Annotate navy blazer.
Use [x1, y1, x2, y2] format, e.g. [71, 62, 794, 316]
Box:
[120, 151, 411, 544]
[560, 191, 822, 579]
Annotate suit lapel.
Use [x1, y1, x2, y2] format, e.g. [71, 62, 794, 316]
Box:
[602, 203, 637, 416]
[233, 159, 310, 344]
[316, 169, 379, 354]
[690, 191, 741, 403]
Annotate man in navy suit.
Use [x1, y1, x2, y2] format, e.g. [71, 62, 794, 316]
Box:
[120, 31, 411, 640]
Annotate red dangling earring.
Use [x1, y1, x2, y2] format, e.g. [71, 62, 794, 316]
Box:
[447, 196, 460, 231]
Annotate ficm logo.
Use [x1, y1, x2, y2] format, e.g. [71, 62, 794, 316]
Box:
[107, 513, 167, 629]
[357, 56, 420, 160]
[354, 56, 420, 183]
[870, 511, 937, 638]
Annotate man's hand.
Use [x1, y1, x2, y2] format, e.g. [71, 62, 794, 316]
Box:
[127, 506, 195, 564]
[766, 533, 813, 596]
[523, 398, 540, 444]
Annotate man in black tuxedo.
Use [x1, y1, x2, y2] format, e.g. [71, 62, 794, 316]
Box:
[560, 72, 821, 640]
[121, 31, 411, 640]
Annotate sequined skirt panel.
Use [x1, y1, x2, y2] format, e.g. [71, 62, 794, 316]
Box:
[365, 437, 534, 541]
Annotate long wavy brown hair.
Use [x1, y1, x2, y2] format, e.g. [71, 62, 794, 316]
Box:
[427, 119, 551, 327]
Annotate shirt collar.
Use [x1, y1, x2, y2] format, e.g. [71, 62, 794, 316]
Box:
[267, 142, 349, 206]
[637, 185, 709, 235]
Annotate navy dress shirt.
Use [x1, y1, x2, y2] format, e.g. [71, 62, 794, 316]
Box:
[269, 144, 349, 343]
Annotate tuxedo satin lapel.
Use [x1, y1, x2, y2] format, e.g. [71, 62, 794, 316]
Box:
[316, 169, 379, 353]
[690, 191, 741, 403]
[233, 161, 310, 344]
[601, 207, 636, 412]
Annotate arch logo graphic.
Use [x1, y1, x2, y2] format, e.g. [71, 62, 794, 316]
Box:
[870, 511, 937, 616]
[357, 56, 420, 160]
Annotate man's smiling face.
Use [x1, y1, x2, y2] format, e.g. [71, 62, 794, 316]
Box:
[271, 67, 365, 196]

════════════════════

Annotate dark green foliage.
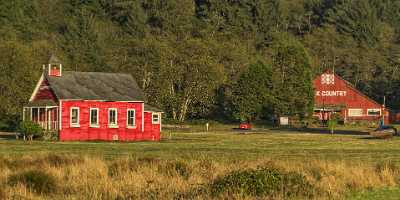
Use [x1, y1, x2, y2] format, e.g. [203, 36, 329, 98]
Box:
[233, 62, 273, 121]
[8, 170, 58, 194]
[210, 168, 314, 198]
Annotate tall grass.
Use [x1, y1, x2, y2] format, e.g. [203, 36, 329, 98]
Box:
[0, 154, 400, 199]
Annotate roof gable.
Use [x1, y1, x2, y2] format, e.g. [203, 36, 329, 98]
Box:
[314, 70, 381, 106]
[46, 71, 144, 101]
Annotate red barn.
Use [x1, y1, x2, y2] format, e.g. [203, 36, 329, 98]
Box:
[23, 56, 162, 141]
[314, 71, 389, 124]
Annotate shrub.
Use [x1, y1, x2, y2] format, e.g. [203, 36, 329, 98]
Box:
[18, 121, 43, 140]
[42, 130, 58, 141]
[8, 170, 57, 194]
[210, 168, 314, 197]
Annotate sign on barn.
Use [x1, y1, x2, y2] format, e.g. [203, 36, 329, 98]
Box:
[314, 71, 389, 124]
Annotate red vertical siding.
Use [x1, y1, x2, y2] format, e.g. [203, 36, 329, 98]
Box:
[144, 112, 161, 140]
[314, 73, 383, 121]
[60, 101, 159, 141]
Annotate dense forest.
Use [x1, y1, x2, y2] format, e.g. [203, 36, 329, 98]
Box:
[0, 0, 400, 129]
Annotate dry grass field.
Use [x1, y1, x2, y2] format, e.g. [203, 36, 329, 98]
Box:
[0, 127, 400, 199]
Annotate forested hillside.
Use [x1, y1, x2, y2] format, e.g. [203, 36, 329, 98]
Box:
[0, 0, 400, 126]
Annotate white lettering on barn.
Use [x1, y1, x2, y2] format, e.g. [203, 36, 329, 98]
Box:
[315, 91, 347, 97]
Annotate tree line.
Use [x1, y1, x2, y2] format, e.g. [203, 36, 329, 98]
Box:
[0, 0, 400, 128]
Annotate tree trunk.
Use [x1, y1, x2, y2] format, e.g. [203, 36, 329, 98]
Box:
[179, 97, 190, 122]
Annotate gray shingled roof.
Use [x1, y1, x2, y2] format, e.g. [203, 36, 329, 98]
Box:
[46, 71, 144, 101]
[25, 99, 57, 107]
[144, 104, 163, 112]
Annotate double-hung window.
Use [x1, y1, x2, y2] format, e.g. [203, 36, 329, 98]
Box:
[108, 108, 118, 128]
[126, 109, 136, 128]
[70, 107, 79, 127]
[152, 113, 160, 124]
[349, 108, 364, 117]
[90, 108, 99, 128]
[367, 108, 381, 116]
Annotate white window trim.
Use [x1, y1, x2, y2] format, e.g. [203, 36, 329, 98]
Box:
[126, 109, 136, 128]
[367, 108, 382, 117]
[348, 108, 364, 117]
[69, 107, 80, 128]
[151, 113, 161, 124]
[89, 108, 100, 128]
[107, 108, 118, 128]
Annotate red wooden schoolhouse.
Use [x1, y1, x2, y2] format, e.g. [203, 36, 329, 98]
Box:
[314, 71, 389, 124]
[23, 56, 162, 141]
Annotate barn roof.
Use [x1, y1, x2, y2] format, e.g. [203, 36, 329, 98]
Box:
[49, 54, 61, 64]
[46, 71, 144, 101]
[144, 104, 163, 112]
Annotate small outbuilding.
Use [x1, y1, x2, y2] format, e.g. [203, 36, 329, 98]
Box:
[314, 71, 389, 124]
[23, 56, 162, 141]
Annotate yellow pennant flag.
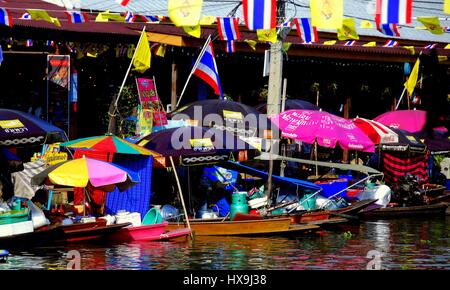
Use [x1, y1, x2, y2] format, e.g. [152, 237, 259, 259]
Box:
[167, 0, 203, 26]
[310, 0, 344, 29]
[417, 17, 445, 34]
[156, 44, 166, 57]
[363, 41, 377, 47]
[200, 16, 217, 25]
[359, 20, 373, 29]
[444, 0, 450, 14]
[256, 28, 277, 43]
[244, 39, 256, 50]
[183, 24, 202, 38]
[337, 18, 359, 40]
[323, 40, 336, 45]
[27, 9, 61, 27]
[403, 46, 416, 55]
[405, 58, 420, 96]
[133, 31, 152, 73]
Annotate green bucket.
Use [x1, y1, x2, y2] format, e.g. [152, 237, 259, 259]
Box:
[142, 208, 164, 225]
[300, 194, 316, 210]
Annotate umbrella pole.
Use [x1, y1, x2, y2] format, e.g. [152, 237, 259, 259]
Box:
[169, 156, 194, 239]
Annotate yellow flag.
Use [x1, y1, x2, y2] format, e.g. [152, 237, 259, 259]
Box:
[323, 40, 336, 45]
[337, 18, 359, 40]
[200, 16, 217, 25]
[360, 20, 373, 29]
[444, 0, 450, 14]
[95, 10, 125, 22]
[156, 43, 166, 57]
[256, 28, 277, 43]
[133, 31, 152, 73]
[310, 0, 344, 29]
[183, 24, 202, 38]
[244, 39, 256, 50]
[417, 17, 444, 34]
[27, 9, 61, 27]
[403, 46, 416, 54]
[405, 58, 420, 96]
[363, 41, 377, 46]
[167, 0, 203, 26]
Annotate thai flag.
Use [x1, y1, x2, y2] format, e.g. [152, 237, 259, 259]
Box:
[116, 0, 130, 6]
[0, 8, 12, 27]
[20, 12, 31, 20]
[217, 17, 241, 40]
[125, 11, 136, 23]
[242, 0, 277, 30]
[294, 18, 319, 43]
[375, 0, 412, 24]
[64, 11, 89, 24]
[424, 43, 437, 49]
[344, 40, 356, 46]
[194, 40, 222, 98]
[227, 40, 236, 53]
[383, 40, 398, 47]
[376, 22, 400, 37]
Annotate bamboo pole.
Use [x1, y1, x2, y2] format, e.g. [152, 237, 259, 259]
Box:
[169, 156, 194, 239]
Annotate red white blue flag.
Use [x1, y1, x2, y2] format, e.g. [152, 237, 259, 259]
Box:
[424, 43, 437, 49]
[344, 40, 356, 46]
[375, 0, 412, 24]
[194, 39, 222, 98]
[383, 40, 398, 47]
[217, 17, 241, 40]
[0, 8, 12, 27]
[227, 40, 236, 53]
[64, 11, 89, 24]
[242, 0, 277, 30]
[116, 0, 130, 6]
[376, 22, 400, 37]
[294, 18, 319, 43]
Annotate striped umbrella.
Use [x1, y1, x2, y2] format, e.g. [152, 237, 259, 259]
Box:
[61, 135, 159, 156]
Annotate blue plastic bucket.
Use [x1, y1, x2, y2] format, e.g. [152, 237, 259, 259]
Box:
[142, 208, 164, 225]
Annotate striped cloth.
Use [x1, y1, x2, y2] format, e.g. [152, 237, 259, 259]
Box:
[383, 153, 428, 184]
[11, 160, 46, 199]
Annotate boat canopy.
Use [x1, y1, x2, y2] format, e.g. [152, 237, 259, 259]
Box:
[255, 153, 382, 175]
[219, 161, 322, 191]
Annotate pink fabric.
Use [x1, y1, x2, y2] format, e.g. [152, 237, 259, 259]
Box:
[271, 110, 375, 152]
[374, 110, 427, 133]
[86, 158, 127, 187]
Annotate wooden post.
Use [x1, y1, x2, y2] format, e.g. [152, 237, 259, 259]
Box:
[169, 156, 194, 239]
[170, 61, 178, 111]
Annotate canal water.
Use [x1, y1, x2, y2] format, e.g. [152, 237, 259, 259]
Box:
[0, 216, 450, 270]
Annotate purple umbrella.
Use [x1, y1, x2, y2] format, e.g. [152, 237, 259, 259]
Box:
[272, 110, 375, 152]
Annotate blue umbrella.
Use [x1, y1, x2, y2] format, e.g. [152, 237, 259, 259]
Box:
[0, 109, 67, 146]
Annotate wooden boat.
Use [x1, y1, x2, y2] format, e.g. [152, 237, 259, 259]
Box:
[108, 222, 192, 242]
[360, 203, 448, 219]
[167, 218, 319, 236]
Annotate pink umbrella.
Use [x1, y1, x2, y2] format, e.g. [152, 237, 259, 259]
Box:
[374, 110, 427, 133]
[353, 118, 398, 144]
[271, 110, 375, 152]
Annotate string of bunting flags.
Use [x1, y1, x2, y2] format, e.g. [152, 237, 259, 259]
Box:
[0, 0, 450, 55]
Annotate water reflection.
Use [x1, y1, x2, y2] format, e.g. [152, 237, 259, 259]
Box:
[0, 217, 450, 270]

════════════════════

[PROBLEM DESCRIPTION] Quote the stretch of the records from the line that contains "Annotate water reflection." through the line that contains "[0, 217, 450, 270]", and give only those lines.

[EXERCISE ANSWER]
Annotate water reflection.
Use [x1, y1, x2, y2] format, e.g. [152, 237, 259, 259]
Box:
[0, 217, 450, 270]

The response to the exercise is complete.